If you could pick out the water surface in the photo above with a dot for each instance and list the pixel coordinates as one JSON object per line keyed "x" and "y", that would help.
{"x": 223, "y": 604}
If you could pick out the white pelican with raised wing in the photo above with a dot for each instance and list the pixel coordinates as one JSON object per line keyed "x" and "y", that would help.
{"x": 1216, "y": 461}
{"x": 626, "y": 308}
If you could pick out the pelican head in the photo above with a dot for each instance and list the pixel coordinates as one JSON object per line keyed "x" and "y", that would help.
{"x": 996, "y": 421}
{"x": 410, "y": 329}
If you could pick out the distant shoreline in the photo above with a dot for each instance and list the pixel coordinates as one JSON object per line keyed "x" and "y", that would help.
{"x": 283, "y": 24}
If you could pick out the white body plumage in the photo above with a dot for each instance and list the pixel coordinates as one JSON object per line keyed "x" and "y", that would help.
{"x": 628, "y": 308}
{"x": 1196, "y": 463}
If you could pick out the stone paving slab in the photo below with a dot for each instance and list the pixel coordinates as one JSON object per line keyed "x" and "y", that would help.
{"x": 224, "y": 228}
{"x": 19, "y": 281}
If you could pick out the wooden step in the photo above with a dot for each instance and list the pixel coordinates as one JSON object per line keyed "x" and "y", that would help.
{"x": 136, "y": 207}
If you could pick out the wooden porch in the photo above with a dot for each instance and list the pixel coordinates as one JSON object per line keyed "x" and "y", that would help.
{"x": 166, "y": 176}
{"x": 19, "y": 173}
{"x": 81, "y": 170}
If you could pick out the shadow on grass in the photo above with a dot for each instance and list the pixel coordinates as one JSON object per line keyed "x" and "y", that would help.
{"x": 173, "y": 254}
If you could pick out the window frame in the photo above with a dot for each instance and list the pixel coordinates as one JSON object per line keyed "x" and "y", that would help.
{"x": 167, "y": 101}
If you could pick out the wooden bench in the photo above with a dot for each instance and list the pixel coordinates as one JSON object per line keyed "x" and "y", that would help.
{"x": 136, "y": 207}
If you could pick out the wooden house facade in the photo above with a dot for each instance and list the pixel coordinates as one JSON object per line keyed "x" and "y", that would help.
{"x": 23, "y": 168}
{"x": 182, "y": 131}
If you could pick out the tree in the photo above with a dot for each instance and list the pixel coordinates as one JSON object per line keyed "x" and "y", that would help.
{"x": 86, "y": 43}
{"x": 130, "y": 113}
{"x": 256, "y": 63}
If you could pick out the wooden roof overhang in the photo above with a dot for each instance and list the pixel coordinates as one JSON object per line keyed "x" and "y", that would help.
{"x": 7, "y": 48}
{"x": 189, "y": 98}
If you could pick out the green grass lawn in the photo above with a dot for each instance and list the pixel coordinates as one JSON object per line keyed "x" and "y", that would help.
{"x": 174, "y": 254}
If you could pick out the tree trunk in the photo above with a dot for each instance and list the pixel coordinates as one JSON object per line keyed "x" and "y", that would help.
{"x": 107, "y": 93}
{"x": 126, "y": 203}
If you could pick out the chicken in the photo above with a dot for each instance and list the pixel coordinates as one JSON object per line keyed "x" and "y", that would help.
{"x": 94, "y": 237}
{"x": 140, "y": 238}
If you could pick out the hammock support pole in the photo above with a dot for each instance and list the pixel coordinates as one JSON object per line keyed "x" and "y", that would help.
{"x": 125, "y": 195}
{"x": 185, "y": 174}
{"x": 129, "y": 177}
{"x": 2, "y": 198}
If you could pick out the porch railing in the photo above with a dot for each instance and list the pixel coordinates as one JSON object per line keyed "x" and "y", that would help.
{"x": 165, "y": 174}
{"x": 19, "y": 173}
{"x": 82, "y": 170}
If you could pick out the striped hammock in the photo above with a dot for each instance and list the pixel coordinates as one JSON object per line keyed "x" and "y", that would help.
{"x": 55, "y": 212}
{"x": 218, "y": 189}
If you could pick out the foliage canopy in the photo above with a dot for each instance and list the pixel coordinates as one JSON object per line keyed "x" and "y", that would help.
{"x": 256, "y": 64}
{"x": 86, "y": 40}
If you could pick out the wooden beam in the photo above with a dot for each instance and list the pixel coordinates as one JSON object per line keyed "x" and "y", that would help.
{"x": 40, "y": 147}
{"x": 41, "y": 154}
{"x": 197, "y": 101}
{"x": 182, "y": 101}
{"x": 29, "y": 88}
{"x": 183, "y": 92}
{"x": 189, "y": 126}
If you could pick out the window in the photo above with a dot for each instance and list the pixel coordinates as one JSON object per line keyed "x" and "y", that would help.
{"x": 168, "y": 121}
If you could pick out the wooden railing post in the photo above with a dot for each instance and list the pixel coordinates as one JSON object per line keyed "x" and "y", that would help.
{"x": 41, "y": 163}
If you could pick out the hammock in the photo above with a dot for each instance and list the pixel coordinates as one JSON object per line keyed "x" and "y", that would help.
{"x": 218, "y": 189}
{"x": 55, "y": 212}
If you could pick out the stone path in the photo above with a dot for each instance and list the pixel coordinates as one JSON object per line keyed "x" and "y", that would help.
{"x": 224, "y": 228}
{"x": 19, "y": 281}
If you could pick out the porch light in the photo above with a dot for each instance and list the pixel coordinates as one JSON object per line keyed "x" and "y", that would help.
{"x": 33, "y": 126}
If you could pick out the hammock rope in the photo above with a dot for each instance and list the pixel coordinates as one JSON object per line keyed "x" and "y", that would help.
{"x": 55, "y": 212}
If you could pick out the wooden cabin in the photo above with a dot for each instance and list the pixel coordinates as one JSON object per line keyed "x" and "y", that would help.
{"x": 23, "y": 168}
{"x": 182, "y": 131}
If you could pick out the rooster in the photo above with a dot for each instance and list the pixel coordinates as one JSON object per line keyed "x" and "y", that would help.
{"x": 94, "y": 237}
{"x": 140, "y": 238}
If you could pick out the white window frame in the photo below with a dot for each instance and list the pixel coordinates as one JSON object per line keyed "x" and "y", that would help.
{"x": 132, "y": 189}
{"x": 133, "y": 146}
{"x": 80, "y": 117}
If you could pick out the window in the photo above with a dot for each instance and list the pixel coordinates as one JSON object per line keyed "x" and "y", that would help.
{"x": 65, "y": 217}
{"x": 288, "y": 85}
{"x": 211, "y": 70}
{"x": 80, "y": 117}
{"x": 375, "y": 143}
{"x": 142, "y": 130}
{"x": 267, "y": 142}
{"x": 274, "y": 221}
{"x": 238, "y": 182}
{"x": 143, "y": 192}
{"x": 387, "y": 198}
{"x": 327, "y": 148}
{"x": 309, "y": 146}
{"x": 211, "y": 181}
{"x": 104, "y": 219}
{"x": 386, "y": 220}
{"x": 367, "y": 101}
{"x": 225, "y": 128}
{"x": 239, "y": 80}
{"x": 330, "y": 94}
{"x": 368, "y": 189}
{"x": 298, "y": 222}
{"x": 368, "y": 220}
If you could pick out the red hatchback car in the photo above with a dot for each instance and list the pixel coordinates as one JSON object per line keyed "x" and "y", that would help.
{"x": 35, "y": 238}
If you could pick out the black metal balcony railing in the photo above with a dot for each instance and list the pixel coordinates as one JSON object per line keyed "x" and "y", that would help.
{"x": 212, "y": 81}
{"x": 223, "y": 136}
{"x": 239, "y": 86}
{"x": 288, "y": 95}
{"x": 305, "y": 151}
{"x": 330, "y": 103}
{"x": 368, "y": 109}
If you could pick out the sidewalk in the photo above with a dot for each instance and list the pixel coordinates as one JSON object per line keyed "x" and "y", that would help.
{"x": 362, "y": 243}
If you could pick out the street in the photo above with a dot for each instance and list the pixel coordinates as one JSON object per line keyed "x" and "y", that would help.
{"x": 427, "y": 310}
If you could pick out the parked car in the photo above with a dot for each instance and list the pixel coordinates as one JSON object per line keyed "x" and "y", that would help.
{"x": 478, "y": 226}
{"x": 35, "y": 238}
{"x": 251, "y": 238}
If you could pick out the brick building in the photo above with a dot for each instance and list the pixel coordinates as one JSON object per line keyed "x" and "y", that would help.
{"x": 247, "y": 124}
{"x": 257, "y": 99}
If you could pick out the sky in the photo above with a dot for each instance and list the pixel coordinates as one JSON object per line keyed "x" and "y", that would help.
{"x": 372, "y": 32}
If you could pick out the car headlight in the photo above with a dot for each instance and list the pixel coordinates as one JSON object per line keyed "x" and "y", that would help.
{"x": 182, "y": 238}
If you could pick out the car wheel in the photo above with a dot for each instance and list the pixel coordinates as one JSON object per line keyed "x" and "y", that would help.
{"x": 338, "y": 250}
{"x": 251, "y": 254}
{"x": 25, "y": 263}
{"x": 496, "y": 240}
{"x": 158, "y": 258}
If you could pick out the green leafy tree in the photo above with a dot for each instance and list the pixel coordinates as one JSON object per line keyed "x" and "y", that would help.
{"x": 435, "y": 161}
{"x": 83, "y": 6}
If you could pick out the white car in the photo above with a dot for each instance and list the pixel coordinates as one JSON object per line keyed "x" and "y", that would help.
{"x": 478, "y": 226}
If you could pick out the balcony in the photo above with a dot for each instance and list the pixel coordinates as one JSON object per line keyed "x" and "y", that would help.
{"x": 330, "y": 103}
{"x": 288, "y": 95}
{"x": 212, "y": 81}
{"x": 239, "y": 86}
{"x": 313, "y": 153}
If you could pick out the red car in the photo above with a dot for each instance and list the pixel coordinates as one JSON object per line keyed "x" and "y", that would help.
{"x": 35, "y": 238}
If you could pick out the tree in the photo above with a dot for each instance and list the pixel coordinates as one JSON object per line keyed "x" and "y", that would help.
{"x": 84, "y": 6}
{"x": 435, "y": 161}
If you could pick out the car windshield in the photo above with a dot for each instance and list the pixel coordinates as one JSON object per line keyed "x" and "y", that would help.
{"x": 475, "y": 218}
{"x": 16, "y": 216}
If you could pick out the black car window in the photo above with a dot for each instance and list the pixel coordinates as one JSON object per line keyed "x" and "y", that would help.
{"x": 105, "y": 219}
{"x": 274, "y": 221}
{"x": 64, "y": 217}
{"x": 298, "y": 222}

——————

## GOAL
Using the material above, reproduce exactly the line that contains "If you could pick out the car headlight" and all lines after it through the last one, and only those.

## TASK SOLUTION
If you could pick out the car headlight in the photo above with a dot for each instance and list the pixel coordinates as one JSON object per line keyed "x" and "y", that would help.
{"x": 182, "y": 238}
If you could pick out the car wheel in the photo above with a dot for each instance and list the pixel coordinates as one JSON object per line keyed "x" and "y", that would help.
{"x": 338, "y": 250}
{"x": 251, "y": 254}
{"x": 25, "y": 263}
{"x": 496, "y": 240}
{"x": 158, "y": 258}
If you could pick out the green leafy tree in the photo above with a dot for each instance and list the pixel coordinates as one JSON object per line keyed "x" and "y", that would help.
{"x": 435, "y": 161}
{"x": 83, "y": 6}
If you could pick out the white car in the photo above with a dot for each instance and list the pixel coordinates as one JSON object per line keyed "x" and "y", that would help.
{"x": 478, "y": 226}
If you could pick out the balcony in the photo above with a dot for each instance and list the pixel coordinates as one JSON object per line keyed "x" and "y", that would help.
{"x": 330, "y": 103}
{"x": 288, "y": 95}
{"x": 212, "y": 81}
{"x": 239, "y": 86}
{"x": 313, "y": 153}
If you could pick out the red car in the photo above with a dot for each instance and list the pixel coordinates as one JSON object per line keyed "x" and "y", that would help.
{"x": 35, "y": 238}
If you could pick out the tree in the photo above with a dot for each instance and list the pixel coordinates as one JSON object per line keyed "x" and "y", that would help.
{"x": 84, "y": 6}
{"x": 435, "y": 161}
If you could pick out the car windshield in the photo above with a dot for each instance and list the pixel coordinates as one JSON object per line keyed "x" and "y", that would help.
{"x": 475, "y": 218}
{"x": 16, "y": 216}
If you could pick out the black car window in the photo above with a dot for each instance and list the pixel coordinates as one JSON object per line keyed "x" and "y", that would help.
{"x": 105, "y": 219}
{"x": 274, "y": 221}
{"x": 64, "y": 217}
{"x": 298, "y": 222}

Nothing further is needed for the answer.